◆ Activity
Using the data below, return the stretch from the line that contains "Target: neighboring house" through the line that contains "Please mark the street curb, one", both included, exactly as it stands and nothing beyond it.

◆ Given records
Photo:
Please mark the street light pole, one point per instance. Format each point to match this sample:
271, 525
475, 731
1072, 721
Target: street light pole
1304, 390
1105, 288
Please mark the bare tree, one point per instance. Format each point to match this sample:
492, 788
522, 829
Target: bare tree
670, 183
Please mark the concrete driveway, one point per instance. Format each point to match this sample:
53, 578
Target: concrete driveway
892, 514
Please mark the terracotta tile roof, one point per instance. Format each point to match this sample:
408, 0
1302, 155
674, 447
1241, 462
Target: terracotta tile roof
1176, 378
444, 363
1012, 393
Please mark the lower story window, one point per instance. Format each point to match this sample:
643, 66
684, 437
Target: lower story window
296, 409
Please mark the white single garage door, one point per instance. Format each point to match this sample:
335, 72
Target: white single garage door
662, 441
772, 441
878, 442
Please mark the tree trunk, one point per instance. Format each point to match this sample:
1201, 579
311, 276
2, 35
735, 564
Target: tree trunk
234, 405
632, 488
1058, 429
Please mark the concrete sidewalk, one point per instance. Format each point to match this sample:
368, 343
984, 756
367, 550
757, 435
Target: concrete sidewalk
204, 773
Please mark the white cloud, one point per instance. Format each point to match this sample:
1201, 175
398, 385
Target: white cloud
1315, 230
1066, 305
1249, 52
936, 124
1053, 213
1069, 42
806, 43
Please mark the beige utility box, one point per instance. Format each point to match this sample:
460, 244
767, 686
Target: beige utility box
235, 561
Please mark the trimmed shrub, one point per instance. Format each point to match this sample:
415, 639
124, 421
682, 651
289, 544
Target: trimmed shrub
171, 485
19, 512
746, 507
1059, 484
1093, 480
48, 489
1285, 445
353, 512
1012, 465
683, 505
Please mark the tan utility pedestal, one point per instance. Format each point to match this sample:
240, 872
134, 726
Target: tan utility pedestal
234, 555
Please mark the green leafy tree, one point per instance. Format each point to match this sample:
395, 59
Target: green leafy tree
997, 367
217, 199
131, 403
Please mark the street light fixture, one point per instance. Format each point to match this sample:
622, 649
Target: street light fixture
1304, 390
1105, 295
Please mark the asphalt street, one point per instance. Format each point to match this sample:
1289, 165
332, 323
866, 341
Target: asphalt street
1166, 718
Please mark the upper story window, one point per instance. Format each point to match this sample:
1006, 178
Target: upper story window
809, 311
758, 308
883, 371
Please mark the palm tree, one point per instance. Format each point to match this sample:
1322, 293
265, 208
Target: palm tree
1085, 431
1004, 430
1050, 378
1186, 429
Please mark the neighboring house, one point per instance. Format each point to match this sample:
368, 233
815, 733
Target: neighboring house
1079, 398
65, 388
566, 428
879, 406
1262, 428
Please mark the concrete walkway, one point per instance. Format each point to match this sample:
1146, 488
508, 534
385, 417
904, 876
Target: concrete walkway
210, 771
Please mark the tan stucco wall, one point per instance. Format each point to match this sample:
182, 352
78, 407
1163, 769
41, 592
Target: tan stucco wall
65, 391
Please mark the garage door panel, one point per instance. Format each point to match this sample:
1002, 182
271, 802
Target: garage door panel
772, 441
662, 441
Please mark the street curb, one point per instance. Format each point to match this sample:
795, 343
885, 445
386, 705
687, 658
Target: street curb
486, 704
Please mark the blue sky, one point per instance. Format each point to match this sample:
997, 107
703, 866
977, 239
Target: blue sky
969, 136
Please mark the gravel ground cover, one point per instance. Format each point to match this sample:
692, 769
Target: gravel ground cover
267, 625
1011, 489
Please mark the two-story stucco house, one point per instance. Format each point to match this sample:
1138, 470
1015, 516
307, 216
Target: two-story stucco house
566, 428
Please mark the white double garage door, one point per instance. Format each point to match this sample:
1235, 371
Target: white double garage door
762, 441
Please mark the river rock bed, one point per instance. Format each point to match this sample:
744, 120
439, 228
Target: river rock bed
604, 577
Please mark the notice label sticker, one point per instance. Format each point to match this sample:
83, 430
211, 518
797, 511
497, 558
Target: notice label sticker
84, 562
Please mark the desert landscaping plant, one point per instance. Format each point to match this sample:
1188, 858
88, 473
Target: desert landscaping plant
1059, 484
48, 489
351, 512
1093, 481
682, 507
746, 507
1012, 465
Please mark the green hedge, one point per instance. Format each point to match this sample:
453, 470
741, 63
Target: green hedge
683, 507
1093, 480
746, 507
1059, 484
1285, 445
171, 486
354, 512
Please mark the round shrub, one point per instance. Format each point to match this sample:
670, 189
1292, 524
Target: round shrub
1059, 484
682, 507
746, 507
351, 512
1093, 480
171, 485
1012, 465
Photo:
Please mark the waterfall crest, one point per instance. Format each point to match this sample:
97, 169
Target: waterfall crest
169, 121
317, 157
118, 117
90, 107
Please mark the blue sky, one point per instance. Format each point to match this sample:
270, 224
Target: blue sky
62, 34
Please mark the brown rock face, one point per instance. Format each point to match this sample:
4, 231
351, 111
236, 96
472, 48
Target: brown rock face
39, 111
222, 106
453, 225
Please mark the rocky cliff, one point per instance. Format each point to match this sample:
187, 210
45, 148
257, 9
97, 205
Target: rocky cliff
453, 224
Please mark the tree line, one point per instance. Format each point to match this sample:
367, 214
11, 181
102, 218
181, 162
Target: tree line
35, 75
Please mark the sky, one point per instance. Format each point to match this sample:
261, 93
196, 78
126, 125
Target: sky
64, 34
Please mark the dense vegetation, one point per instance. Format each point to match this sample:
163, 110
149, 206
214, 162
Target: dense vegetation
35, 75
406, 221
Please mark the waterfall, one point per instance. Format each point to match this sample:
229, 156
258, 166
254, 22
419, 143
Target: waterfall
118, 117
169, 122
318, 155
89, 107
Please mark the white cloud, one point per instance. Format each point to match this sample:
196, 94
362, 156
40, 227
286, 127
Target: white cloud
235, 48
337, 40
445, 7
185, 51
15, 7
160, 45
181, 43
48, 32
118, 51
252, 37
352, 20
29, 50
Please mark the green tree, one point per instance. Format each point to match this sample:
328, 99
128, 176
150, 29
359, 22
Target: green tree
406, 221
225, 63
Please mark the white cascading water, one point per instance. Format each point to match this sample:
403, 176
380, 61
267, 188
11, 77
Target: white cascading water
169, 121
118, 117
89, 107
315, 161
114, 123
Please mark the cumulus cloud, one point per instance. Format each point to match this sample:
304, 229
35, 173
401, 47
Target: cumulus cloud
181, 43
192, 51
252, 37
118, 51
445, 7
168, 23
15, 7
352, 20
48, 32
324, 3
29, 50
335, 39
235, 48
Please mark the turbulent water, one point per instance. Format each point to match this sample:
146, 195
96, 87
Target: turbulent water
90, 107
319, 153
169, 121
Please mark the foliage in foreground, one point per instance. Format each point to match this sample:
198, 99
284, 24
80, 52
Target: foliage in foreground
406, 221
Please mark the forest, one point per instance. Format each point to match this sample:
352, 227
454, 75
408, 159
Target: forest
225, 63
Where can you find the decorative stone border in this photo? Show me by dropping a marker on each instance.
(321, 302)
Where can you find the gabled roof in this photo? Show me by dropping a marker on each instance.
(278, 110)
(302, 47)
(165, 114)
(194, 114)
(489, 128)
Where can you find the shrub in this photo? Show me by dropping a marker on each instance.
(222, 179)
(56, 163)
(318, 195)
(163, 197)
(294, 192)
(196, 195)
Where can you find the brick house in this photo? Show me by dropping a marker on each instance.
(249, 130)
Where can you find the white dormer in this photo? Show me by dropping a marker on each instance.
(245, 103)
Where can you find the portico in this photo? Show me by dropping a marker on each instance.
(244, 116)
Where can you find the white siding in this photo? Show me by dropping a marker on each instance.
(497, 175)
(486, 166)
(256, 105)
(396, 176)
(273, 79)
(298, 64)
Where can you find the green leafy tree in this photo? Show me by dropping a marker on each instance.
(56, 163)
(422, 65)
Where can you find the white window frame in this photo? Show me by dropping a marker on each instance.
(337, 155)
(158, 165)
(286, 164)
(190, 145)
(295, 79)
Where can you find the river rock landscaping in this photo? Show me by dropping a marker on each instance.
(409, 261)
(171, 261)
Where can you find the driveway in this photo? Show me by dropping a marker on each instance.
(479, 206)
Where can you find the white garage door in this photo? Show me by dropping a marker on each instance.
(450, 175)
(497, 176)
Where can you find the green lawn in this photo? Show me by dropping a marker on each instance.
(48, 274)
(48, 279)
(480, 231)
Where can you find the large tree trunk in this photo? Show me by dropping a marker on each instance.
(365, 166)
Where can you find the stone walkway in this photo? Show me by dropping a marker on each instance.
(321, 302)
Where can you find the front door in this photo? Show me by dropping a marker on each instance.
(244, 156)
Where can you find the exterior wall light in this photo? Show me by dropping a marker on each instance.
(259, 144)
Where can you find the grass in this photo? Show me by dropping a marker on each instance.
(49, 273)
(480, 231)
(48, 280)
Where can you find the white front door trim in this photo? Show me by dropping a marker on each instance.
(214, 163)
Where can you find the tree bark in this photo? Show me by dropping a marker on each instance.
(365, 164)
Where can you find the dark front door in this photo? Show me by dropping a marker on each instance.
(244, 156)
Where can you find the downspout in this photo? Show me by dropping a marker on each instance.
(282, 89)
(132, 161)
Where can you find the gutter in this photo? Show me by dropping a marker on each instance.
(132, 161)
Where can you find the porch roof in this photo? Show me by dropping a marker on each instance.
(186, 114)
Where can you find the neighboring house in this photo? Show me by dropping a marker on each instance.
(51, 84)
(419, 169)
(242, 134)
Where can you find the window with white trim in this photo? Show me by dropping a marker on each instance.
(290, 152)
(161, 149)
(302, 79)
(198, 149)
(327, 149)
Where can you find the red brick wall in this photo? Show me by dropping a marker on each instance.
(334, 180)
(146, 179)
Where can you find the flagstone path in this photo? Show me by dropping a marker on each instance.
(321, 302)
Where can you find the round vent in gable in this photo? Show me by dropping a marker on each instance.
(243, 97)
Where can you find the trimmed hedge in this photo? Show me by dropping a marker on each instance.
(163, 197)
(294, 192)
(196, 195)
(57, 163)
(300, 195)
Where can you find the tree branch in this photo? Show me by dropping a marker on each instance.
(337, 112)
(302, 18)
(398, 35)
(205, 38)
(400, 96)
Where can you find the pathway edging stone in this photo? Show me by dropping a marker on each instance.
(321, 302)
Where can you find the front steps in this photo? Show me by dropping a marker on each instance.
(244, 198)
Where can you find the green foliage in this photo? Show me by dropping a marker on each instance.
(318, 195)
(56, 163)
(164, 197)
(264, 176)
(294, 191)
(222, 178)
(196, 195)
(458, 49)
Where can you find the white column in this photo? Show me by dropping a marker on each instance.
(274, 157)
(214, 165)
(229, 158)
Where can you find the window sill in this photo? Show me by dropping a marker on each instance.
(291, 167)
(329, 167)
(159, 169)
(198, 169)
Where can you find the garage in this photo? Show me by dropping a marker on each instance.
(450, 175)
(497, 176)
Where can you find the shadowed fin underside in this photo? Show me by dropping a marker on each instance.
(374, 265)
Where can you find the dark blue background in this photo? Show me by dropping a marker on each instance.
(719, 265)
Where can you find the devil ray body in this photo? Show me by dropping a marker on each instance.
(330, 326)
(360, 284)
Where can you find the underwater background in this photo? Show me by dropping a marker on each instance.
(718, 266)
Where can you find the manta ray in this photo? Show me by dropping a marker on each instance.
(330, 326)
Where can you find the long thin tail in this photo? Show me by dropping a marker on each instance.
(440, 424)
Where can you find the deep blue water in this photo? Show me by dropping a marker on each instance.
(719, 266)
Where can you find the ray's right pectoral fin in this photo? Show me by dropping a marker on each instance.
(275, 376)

◆ Your response
Target: neighboring house
1079, 398
65, 388
566, 428
879, 406
1262, 428
Please mark the concrete walkway, one point per instance. Format each point to match this sample:
1146, 488
508, 534
385, 417
904, 876
Target: concrete walkway
210, 771
Please mark the tan stucco wall, one point per instance. Format each point to match this sample:
182, 352
78, 407
1163, 769
41, 592
Target: tan stucco wall
65, 391
Please mark the garage door panel, one point per instance. Format each point to match this sample:
1002, 182
271, 802
Target: garage door panel
772, 441
662, 441
Please mark the street curb, one point per instance. Format each point to match this sample:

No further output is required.